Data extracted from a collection
_ _ _
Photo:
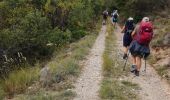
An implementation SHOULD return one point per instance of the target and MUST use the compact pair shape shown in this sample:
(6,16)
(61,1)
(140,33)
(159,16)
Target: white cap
(130,18)
(145,19)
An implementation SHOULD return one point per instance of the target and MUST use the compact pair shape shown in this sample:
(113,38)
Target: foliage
(38,27)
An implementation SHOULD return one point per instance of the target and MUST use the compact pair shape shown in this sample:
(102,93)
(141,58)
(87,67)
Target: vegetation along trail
(151,84)
(88,84)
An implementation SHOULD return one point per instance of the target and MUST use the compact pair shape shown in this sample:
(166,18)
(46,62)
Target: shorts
(127,39)
(115,20)
(138,50)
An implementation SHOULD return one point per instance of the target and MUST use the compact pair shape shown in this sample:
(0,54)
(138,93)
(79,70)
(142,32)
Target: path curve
(152,86)
(88,84)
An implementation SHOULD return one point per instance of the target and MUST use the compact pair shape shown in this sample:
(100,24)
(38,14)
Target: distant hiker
(139,48)
(105,15)
(127,39)
(115,16)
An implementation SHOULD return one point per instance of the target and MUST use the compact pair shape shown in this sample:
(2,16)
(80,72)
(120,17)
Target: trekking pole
(126,62)
(145,62)
(145,65)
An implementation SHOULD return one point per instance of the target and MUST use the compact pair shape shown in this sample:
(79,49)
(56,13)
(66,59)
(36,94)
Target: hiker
(139,48)
(105,15)
(115,16)
(127,39)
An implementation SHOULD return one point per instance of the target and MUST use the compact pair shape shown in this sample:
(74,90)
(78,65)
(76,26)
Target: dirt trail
(152,86)
(88,84)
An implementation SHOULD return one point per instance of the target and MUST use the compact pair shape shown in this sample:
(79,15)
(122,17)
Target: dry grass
(64,69)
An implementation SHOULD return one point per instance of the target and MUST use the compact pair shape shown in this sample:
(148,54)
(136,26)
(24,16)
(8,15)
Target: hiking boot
(133,68)
(136,72)
(125,56)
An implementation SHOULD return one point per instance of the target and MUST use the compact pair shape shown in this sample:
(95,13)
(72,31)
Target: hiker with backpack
(105,15)
(115,16)
(139,48)
(127,39)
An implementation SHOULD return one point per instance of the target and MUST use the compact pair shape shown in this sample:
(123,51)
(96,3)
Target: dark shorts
(127,39)
(138,50)
(114,20)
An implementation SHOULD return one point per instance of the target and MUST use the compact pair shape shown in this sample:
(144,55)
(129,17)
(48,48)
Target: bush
(18,81)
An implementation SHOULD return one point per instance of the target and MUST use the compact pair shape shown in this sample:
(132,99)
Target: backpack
(129,27)
(145,33)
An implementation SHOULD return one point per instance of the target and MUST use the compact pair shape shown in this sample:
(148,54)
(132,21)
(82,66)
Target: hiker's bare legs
(133,60)
(125,49)
(138,63)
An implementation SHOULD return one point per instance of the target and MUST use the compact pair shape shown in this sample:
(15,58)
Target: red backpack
(145,34)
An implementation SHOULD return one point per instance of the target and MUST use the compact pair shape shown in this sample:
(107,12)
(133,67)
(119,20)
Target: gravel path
(152,86)
(88,85)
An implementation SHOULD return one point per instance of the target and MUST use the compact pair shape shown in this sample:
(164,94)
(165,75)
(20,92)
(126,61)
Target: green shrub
(18,81)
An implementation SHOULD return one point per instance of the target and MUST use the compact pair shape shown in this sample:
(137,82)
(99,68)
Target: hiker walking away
(115,16)
(127,39)
(105,15)
(139,48)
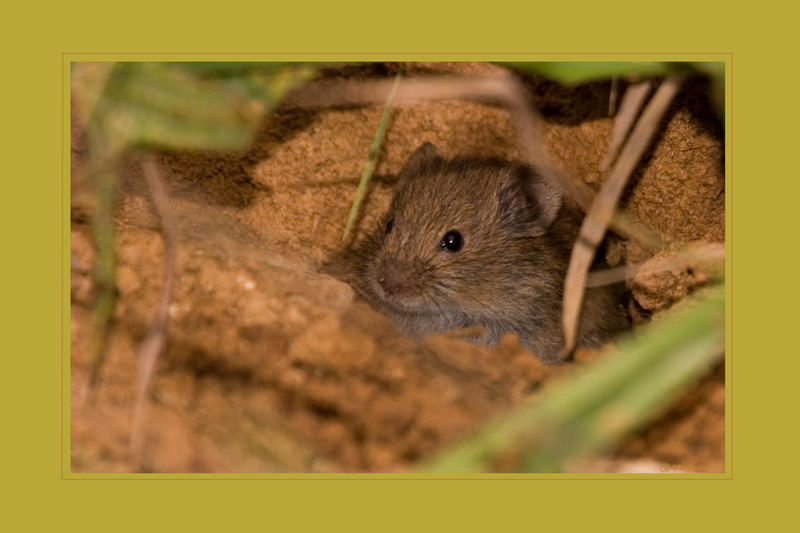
_ _ _
The task: Skip the pictures, then return the rest of the data exactly.

Answer to the exercise:
Photo:
An implementation SHOULD return one point per instance of the target and MUST use the compact pair shape shown in this sample:
(6,16)
(61,1)
(140,33)
(159,16)
Target: white cap
(130,18)
(145,19)
An implementation SHOULD return one point per instance of the target and MUST use the compact pair shape shown in this sample:
(113,38)
Target: foliage
(38,27)
An implementation SHOULD return one point per instance of the target and MUST use the compact pair shape shown in this sample:
(102,93)
(141,58)
(87,67)
Target: vegetation along trail
(151,84)
(88,84)
An implementation SHOULD return one point per instance of the target and MUST use the compact pair shape shown in this sample:
(166,18)
(46,62)
Target: shorts
(127,39)
(115,20)
(138,50)
An implementation SHOULD return one point per instance of the target and MUST use the compact pair shape shown in this sample:
(0,54)
(138,93)
(79,70)
(142,32)
Target: path curve
(152,86)
(88,84)
An implementation SHOULD return one point per instance of the target and MUST use the compact pair shape shown in this sample:
(100,24)
(38,14)
Target: distant hiker
(139,48)
(105,15)
(127,39)
(115,16)
An implementation SHOULD return one point per instance of the target and MUST use the compact pair shape shown in this sample:
(2,16)
(80,72)
(120,17)
Target: trekking pole
(126,62)
(145,62)
(145,65)
An implementation SHOULD return one point per instance of the target and MUST use the compact pair shape shown in this sample:
(79,49)
(56,13)
(66,59)
(36,94)
Target: hiker
(139,48)
(105,15)
(115,16)
(127,39)
An implementation SHOULD return one point per instance of the target and MUST use the compact pair shape shown in this sample:
(74,90)
(78,65)
(76,26)
Target: dirt trail
(152,86)
(88,84)
An implementation SHOULD return one point per instance of the target and MUST use the compact pair shape shown in this sample:
(79,15)
(122,17)
Target: dry grass
(64,69)
An implementation SHOULD return one point per instance of the target and MUST use the compact pair shape shown in this sample:
(148,54)
(136,26)
(24,16)
(8,15)
Target: hiking boot
(133,68)
(136,72)
(125,56)
An implementation SHOULD return one point per instance of the target and MUST use the compact pair shape shown in this sample:
(95,13)
(72,31)
Target: hiker with backpack
(105,15)
(115,16)
(139,48)
(127,39)
An implementation SHOULD return one point per instance of the target and MUST use the compact pair shape shown in this sample:
(123,51)
(96,3)
Target: dark shorts
(127,39)
(138,50)
(114,20)
An implementation SHOULD return one point per instance of the target and MUST use the compact pair shape shown in this sample:
(144,55)
(129,17)
(48,48)
Target: bush
(18,81)
An implementation SHOULD return one point per instance of the target and MUST use the compact pair shape shown in this sample:
(132,99)
Target: backpack
(129,27)
(145,33)
An implementation SHOULD return one point per instance of the target and MUST use the compact pair shape shown in this sample:
(148,54)
(132,21)
(82,66)
Target: hiker's bare legs
(133,60)
(125,49)
(138,63)
An implementation SHOULD return one point per instance of the target and MUST use the compact pair shape shown in this sample:
(15,58)
Target: red backpack
(145,34)
An implementation SHOULD return one point per instance of the target and MUST use the compact pair shape shown in this sample:
(107,12)
(133,67)
(119,20)
Target: gravel path
(152,86)
(88,85)
An implementation SHOULD return one point per instance of the target and MUST use the compact pair shape shown in this sample:
(164,94)
(165,75)
(20,92)
(126,61)
Target: green shrub
(18,81)
An implementation SHOULD return one point per instance of the target and MUST use the compact pair shape shown in this sample:
(137,82)
(99,68)
Target: hiker walking away
(115,16)
(127,39)
(105,15)
(139,48)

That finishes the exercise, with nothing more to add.